**Source**
-*-*-

# WOW..Different Industry, Same BS



## Trey9007 (Nov 20, 2013)

Hi Guys. New to the board. I work in this industry as a part time inspector. I have a regular W2 full time jobs and perform inspections on the weekends. I used to do 1099 work as a Satellite installation tech. Left that line of 1099 work because of the exact same issues that seem to plague this industry. Lower pay, more requirements, and more paperwork vs 10 yrs ago. But higher cost of fuel, supplies & labor vs 10 yrs ago.

Been reading some of the old threads. The similarities in the posts Ive read here, compared to the posts I used to see on the old satellite boards are just amazing. Substitute the name of the companies involved, and the posts would be identical.

Ive discussed/debated these types of problems for years on the satellite/cable boards. Debated every solution from unionizing, forming associations, tax liens, worker mis-classification charges, etc... Just about all of which I have seen discussed here.


Just wanted to give my 2 cents on one 'remedy' I haven't seen discussed here, although I surely could have missed it. 1 remedy, for the guys that actually perform work, is the IRS. Everyone knows about and usually uses the Labor laws about contractor being treated as employees. But the IRS also has its own test concerning when a working is being mis-classified. Few years ago there was an IRS letter posted by a worker that gave some good info. If I run across the link again Ill post it. But if you actually perform work in this industry and think this may be an issue, consider filing or use the threat of filing IRS form SS 8. This seems to get companies attention fast.

Filing an SS 8 usually offers a much faster resolution than pursuing proper classification via labor boards. Although I would definitely pursue both avenues, filing an SS-8 gets companies attention faster, IMO. Just wanted to give my 2 cents. Good luck and keep up the good fight. This is your industry just as much as it is 'theirs'.


----------



## rrogers66 (Sep 30, 2013)

http://www.irs.gov/pub/irs-pdf/fss8.pdf

Here is the link. Based on the questions on this form and the threads on here, you can bet your a**, they don't want this from filed.


----------



## Field Audit Services LLC (Mar 24, 2013)

Been there, done that Trey9007...And have said the same...The results, remarkably, are the same as the cable industry. :thumbsup:


----------



## Trey9007 (Nov 20, 2013)

Yeah the similarities are just amazing.

For years I debated and attempted to work with others in the field to 'fix' many of the problems. But the will just wasnt there. My favorite solution was to find a way to sperate the administration funds, from the craft funds. 

This industry seems to be suffering from the same problem, of companies who do nothing but push paper, dipping too deep into the pot. Im not a fan of middlemen companies. But they claim to serve a purpose. Fine. My thought is if they really do serve a purpose, they should charge for their goods and services, and stop skimming from the monies that should go to the people who actually do the work. Of course this will never happen, unless the guys doing the work make it happen. The skimming hurts the entire industry. But because of the pyramid nature of these industrys the guys turning the screw drivers are the ones who feel the most pain, financially. Its one thing to push paper and not get paid. But its nothing compared to burining gas, using supplies, and then not get paid.

These pyramid scheme type industrys can make good people do bad things. Unfortunately, people dont realize it until it's too late, and the only options they have are all bad options.

-*-*-

**What is expected**
Copy the part of the forum thread on contractor work starting at "Hi Guys. New" and ending at "labor vs 10 yrs ago.". The records have no connection to the forum thread above.

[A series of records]
-*-*-

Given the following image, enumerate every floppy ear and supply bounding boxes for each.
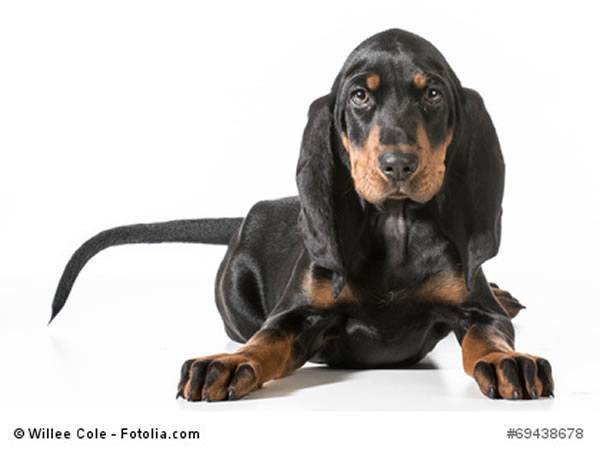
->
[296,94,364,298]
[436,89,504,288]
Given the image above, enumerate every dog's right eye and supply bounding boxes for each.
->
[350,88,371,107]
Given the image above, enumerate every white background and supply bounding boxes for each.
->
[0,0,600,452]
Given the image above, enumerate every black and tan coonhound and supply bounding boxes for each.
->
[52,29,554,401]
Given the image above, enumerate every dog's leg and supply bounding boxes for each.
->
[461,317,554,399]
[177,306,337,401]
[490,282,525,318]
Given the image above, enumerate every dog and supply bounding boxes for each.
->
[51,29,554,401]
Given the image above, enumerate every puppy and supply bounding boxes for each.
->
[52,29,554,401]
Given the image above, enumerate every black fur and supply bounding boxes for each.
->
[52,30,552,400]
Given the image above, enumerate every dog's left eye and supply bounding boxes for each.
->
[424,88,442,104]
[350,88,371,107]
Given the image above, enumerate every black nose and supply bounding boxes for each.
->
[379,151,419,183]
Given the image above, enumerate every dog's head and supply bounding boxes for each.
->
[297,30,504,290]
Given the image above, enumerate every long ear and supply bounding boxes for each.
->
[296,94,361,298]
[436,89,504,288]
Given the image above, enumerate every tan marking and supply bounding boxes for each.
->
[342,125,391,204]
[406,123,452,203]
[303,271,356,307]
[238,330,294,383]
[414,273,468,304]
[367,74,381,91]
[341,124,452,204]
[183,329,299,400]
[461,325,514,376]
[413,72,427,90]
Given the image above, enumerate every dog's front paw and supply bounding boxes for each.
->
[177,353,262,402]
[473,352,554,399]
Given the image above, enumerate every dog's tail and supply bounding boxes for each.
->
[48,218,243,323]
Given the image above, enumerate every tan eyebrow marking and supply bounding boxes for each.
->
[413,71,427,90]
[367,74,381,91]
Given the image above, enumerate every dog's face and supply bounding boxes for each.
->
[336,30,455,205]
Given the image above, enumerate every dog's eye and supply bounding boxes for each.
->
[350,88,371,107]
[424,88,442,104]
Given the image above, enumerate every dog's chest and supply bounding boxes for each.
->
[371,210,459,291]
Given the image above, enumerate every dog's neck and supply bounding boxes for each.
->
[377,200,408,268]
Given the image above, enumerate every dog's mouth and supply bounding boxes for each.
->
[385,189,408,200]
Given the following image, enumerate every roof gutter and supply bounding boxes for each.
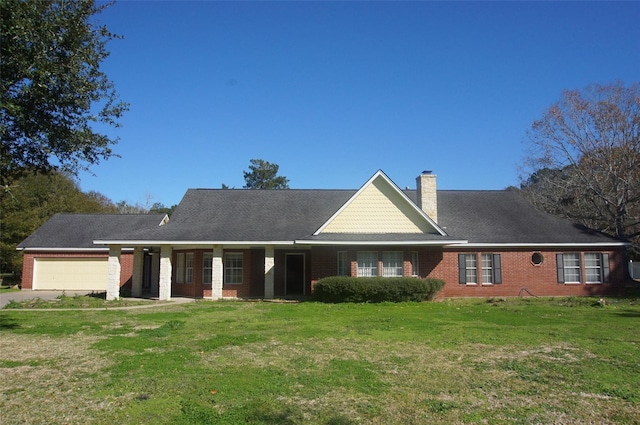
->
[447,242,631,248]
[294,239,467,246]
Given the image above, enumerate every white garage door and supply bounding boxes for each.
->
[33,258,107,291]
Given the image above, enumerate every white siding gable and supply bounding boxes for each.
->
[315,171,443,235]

-*-*-

**Correct output**
Hi Guys. New to the board. I work in this industry as a part time inspector. I have a regular W2 full time jobs and perform inspections on the weekends. I used to do 1099 work as a Satellite installation tech. Left that line of 1099 work because of the exact same issues that seem to plague this industry. Lower pay, more requirements, and more paperwork vs 10 yrs ago. But higher cost of fuel, supplies & labor vs 10 yrs ago.